EXERCISE PROMPT - Render the rows below as a numbered list, omitting any blank lines.

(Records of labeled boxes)
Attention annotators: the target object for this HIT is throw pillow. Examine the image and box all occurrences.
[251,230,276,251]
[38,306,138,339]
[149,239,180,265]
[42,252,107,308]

WORKED SOLUTION -
1. Attention annotators: the target object for this HIT is throw pillow. Examine the image and box all occurrences.
2. [251,230,276,251]
3. [38,306,138,339]
4. [149,239,180,265]
5. [42,252,107,308]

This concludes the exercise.